- _TEXTAUSZUG_:
• • •

OGH 10ObS11/11g

OGH10ObS11/11g1.3.2011

Der Oberste Gerichtshof hat als Revisionsgericht in Arbeits- und Sozialrechtssachen durch den Senatspräsidenten Dr. Hradil als Vorsitzenden, die Hofräte Dr. Fellinger und Dr. Schramm sowie die fachkundigen Laienrichter Mag. Irene Kienzl (aus dem Kreis der Arbeitgeber) und AR Angelika Neuhauser (aus dem Kreis der Arbeitnehmer) als weitere Richter in der Sozialrechtssache der klagenden Partei S*****, gegen die beklagte Partei Niederösterreichische Gebietskrankenkasse, 3100 St. Pölten, Kremser Landstraße 3, vertreten durch Nusterer & Mayer Rechtsanwälte OG in St. Pölten, wegen Rückforderung von Kinderbetreuungsgeld, infolge Revision der beklagten Partei gegen das Urteil des Oberlandesgerichts Wien als Berufungsgericht in Arbeits- und Sozialrechtssachen vom 20. Oktober 2010, GZ 7 Rs 128/10k-35, womit das Urteil des Arbeits- und Sozialgerichts Wien vom 21. April 2010, GZ 33 Cgs 2/08p-32, bestätigt wurde, in nichtöffentlicher Sitzung zu Recht erkannt:

 

Spruch:

Der Revision wird Folge gegeben.

• • •

- _DATENSÄTZE_:
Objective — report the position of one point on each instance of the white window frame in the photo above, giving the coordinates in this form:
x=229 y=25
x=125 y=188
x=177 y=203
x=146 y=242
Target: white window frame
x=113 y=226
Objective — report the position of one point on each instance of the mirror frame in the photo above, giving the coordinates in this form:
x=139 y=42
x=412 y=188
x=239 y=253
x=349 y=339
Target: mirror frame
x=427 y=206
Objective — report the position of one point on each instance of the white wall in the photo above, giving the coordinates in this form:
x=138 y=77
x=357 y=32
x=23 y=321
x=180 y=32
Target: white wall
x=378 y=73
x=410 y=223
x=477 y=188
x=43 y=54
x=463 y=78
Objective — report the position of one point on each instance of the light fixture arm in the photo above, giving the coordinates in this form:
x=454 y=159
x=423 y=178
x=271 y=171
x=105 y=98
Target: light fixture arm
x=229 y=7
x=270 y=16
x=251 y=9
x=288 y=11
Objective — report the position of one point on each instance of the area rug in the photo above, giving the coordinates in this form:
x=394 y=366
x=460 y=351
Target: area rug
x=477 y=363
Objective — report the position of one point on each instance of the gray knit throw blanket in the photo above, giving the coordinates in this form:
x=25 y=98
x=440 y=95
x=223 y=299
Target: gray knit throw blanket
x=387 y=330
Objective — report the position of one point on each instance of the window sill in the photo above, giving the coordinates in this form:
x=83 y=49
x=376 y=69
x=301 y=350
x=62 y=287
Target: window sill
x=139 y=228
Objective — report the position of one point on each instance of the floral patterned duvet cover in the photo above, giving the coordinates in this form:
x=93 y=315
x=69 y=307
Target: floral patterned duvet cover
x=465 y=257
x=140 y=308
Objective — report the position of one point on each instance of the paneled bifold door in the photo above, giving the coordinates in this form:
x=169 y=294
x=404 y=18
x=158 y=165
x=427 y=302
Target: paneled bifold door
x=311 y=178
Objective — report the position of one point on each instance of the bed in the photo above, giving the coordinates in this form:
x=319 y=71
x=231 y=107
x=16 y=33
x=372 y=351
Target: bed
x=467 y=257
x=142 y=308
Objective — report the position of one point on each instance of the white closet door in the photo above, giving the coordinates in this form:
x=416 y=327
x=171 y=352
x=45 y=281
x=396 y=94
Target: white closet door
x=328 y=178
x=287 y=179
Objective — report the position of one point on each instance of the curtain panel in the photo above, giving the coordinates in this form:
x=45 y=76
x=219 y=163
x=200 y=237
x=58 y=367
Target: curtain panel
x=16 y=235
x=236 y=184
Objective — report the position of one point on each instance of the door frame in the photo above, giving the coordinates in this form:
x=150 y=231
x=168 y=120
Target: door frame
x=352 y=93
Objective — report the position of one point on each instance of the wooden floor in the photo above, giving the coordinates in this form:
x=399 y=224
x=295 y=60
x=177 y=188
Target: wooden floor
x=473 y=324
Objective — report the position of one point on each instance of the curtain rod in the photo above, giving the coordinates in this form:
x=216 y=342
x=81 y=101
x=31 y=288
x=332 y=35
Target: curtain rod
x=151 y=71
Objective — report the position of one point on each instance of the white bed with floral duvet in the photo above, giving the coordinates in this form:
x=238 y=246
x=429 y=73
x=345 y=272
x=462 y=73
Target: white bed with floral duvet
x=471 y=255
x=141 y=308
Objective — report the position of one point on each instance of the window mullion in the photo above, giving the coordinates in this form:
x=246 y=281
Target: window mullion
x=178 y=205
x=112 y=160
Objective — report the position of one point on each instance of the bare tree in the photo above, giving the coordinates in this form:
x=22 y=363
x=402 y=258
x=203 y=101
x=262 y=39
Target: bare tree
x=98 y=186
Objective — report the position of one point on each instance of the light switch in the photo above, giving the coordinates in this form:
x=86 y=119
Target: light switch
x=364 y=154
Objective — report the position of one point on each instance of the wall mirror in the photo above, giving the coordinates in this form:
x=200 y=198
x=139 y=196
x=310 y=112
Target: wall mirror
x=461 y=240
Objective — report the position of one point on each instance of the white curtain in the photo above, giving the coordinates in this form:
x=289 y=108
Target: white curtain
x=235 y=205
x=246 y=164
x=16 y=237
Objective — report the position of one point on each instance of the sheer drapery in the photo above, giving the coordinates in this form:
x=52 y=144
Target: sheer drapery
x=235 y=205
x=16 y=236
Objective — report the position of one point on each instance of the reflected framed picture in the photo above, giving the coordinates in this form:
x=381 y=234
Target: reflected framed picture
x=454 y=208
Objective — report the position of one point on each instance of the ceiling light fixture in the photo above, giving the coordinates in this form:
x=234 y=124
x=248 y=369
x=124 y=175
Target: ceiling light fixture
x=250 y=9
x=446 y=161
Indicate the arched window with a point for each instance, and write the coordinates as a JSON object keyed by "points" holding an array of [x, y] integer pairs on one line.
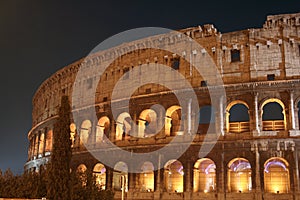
{"points": [[123, 126], [276, 176], [41, 145], [36, 146], [239, 175], [173, 121], [273, 115], [204, 175], [102, 129], [173, 175], [120, 177], [85, 131], [206, 120], [81, 171], [237, 117], [72, 133], [99, 173], [147, 123], [48, 147], [146, 180]]}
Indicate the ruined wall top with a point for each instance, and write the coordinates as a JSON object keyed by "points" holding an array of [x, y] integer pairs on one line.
{"points": [[282, 20]]}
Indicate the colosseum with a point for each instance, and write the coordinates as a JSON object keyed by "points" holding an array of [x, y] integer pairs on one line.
{"points": [[253, 129]]}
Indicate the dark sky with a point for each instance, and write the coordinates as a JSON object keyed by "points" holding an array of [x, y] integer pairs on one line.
{"points": [[39, 37]]}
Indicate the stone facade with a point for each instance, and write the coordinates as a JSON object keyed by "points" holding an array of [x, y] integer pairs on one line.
{"points": [[260, 68]]}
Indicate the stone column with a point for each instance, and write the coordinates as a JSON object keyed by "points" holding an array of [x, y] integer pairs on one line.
{"points": [[256, 113], [131, 182], [160, 123], [257, 173], [292, 111], [221, 114], [158, 181], [112, 130], [37, 144], [221, 179], [296, 172], [109, 179], [189, 117], [188, 177]]}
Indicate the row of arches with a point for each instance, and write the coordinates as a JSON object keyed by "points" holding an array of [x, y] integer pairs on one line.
{"points": [[150, 122], [239, 176]]}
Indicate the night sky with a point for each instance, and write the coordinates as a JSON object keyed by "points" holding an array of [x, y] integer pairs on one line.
{"points": [[39, 37]]}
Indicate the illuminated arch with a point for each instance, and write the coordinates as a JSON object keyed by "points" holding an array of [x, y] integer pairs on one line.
{"points": [[277, 119], [237, 117], [48, 146], [72, 133], [204, 175], [123, 126], [239, 175], [41, 145], [173, 121], [85, 131], [276, 175], [146, 177], [99, 173], [173, 176], [81, 172], [102, 129], [120, 176], [206, 118], [147, 123]]}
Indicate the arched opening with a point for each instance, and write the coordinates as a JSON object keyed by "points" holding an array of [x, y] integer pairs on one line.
{"points": [[146, 177], [120, 177], [273, 115], [123, 126], [206, 120], [85, 131], [48, 146], [36, 146], [147, 123], [276, 176], [173, 121], [102, 129], [237, 117], [72, 133], [173, 174], [99, 173], [81, 172], [298, 111], [239, 175], [204, 175], [41, 145]]}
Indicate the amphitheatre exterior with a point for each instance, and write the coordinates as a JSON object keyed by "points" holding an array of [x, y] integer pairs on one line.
{"points": [[255, 125]]}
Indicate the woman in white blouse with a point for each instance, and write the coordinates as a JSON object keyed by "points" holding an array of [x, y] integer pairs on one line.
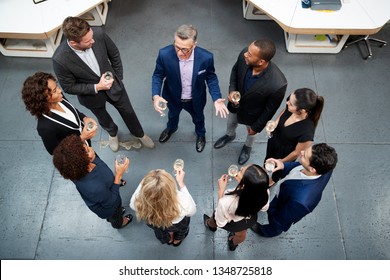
{"points": [[237, 208], [163, 206], [56, 117]]}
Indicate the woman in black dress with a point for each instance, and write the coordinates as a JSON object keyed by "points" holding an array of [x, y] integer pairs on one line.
{"points": [[56, 117], [295, 125], [94, 180]]}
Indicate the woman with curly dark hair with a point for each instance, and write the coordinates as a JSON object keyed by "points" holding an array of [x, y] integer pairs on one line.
{"points": [[57, 118], [94, 180], [237, 208]]}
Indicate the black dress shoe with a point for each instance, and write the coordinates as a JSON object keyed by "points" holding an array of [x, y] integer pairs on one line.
{"points": [[166, 134], [257, 229], [200, 143], [223, 141], [245, 155], [205, 220], [232, 246]]}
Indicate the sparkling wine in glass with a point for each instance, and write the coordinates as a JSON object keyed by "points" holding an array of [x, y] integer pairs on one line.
{"points": [[236, 97], [233, 171], [163, 106], [269, 128], [178, 165], [121, 159], [90, 126], [269, 166], [108, 75]]}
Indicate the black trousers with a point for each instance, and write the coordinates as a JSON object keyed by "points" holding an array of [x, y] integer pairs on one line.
{"points": [[180, 230], [125, 109]]}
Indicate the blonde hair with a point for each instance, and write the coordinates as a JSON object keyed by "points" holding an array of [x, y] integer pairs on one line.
{"points": [[157, 203]]}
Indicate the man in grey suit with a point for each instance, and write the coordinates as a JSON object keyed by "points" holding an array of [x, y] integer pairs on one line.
{"points": [[88, 64], [262, 87]]}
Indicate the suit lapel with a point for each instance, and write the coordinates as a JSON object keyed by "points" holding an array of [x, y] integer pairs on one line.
{"points": [[75, 59]]}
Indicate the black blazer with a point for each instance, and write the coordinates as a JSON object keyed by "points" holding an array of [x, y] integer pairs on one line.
{"points": [[262, 100], [54, 128], [75, 76]]}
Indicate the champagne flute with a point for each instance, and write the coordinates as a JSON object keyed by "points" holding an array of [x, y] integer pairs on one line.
{"points": [[236, 97], [178, 165], [121, 159], [269, 128], [108, 75], [163, 106], [90, 126], [269, 167], [233, 171]]}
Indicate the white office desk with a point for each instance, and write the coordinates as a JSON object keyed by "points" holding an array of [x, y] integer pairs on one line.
{"points": [[34, 30], [356, 17]]}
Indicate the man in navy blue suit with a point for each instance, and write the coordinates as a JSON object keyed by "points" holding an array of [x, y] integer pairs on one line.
{"points": [[301, 186], [182, 71]]}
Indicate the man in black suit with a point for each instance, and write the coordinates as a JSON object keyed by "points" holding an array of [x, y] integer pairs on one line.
{"points": [[81, 64], [262, 87]]}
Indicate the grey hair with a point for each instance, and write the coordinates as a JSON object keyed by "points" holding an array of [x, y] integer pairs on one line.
{"points": [[187, 31]]}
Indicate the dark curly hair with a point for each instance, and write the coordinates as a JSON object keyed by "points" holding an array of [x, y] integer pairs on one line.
{"points": [[35, 93], [252, 191], [323, 158], [70, 158]]}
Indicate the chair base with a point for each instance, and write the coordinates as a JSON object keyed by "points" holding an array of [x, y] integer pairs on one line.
{"points": [[367, 39]]}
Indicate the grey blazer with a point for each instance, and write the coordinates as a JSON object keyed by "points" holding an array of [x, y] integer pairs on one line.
{"points": [[75, 76]]}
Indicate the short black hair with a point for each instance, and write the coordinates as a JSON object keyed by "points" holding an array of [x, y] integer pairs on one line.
{"points": [[323, 158]]}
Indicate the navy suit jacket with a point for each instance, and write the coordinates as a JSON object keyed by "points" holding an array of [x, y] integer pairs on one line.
{"points": [[167, 67], [262, 100], [77, 78], [296, 198]]}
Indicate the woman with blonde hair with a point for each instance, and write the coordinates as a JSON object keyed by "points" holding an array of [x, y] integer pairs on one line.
{"points": [[164, 207]]}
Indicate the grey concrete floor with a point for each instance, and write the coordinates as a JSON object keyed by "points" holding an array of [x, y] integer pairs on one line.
{"points": [[43, 217]]}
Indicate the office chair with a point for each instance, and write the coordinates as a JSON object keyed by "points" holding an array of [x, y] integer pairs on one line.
{"points": [[366, 39]]}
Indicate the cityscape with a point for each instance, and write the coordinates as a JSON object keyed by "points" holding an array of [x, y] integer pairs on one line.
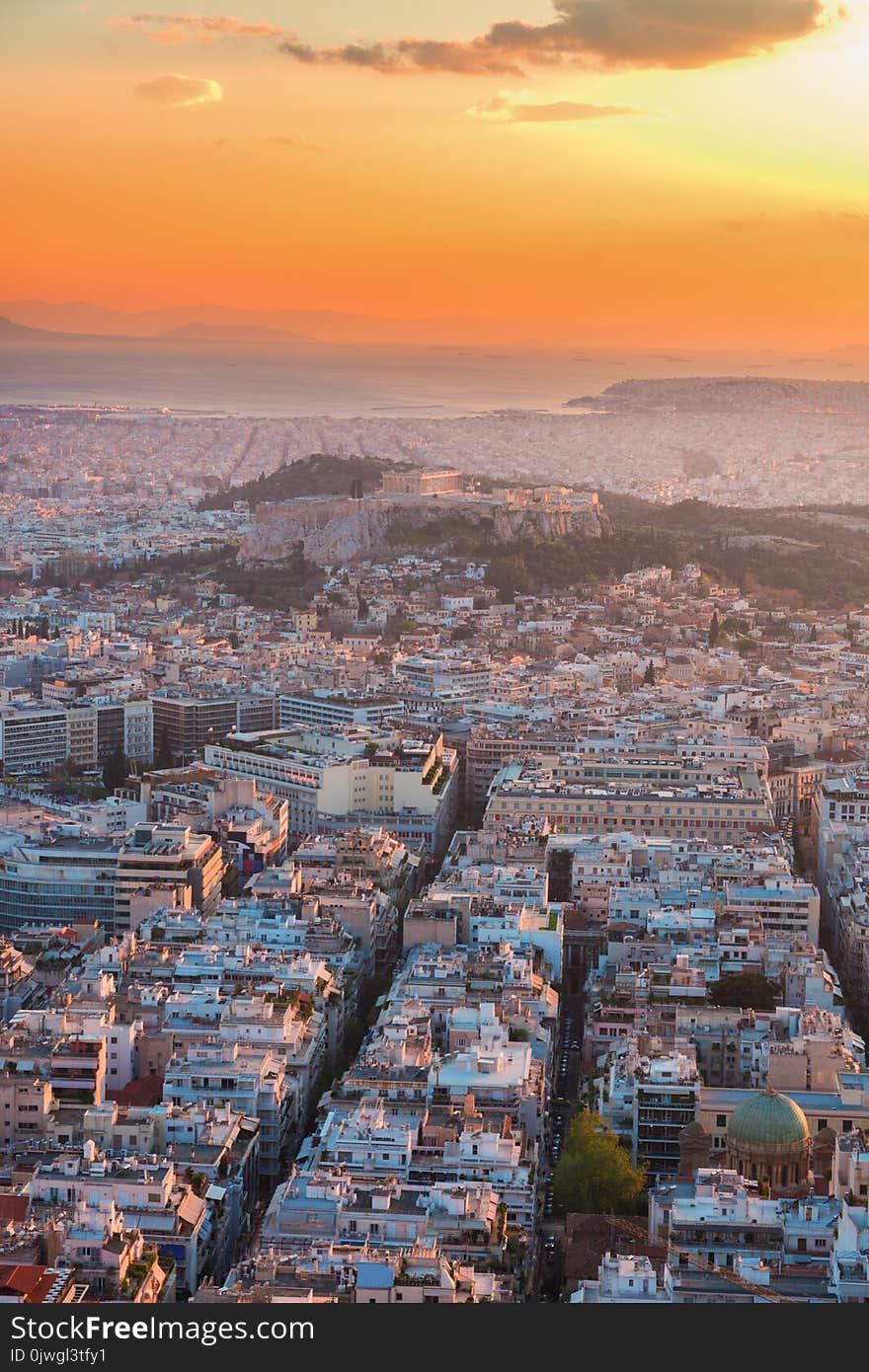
{"points": [[434, 830]]}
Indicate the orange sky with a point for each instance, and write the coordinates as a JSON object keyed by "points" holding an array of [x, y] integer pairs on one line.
{"points": [[611, 187]]}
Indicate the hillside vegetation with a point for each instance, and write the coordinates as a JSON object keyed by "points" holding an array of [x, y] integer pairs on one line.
{"points": [[317, 475]]}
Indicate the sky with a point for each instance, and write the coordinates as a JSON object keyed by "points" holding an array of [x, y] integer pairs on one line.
{"points": [[651, 173]]}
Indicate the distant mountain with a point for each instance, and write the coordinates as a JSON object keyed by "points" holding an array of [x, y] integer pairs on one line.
{"points": [[236, 334], [21, 333], [335, 327]]}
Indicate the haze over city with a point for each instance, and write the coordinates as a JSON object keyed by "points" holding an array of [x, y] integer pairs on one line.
{"points": [[434, 670]]}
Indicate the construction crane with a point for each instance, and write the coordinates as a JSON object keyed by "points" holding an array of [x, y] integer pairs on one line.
{"points": [[695, 1261]]}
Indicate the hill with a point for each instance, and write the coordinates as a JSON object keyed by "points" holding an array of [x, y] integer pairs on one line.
{"points": [[317, 475]]}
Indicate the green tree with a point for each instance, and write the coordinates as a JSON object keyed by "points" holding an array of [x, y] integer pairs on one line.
{"points": [[746, 991], [116, 769], [594, 1174]]}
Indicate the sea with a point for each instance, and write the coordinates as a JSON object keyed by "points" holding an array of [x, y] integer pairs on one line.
{"points": [[276, 379]]}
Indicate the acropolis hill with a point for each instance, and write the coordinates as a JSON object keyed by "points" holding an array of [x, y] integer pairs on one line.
{"points": [[334, 530]]}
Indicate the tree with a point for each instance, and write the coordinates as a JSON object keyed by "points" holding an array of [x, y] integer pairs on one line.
{"points": [[746, 991], [116, 769], [594, 1174]]}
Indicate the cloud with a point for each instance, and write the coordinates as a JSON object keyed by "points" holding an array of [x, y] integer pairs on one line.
{"points": [[594, 34], [179, 91], [509, 108], [173, 29], [281, 140]]}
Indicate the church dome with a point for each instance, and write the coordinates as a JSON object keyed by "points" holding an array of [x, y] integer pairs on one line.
{"points": [[767, 1119]]}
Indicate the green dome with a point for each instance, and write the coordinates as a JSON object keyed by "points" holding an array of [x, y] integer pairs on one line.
{"points": [[767, 1119]]}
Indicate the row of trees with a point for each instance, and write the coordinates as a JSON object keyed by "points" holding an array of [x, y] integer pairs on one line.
{"points": [[594, 1174]]}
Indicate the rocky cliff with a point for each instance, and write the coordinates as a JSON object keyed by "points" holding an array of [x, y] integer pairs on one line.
{"points": [[341, 530]]}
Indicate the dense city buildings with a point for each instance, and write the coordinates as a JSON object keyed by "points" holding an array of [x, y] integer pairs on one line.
{"points": [[327, 926]]}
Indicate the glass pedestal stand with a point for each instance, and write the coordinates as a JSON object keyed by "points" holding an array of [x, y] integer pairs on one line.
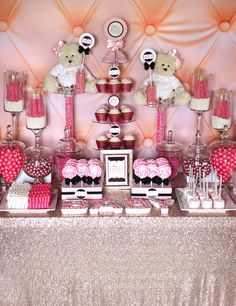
{"points": [[38, 160]]}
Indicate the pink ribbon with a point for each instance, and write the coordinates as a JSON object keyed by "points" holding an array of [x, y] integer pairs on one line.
{"points": [[115, 55], [174, 53], [57, 49], [115, 45]]}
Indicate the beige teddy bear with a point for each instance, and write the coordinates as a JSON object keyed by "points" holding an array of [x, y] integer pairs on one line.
{"points": [[169, 90], [64, 73]]}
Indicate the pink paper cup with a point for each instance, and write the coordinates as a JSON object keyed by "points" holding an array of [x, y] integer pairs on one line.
{"points": [[128, 144], [114, 118], [102, 144], [127, 116], [102, 88], [126, 87], [114, 88], [101, 117], [115, 145]]}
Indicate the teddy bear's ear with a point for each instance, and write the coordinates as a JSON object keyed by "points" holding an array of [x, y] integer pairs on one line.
{"points": [[174, 53]]}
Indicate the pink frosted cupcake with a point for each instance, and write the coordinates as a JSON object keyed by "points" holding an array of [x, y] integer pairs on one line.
{"points": [[114, 86], [101, 85], [129, 141], [114, 115], [101, 114], [115, 143], [127, 113], [126, 85], [102, 142]]}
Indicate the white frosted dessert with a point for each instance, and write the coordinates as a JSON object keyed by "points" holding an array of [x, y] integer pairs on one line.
{"points": [[194, 203], [114, 111], [206, 203], [218, 203], [18, 195], [35, 123], [102, 138], [114, 82], [200, 104], [14, 107], [219, 123], [101, 81], [126, 81], [128, 137]]}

• • •

- _ARBEITSAUFTRÄGE_:
1 > Beantworten Sie anhand des Textauszugs:
(a) Wegen welcher Angelegenheit wurde die Sozialrechtssache geführt?
(b) Welches Gericht fällte als Berufungsgericht das Urteil, gegen das die Revision gerichtet war, und an welchem Datum?
(c) Wie lautet der Spruch des Obersten Gerichtshofs?
2 > Übersetzen Sie den Satz „Der Revision wird Folge gegeben.“ aus dem Textauszug ins Englische.
Stützen Sie sich ausschließlich auf den Textauszug.

- _LÖSUNGEN_:
1 >
(a) Wegen Rückforderung von Kinderbetreuungsgeld.
(b) Das Oberlandesgericht Wien am 20. Oktober 2010.
(c) „Der Revision wird Folge gegeben.“

2 > The appeal on points of law is allowed.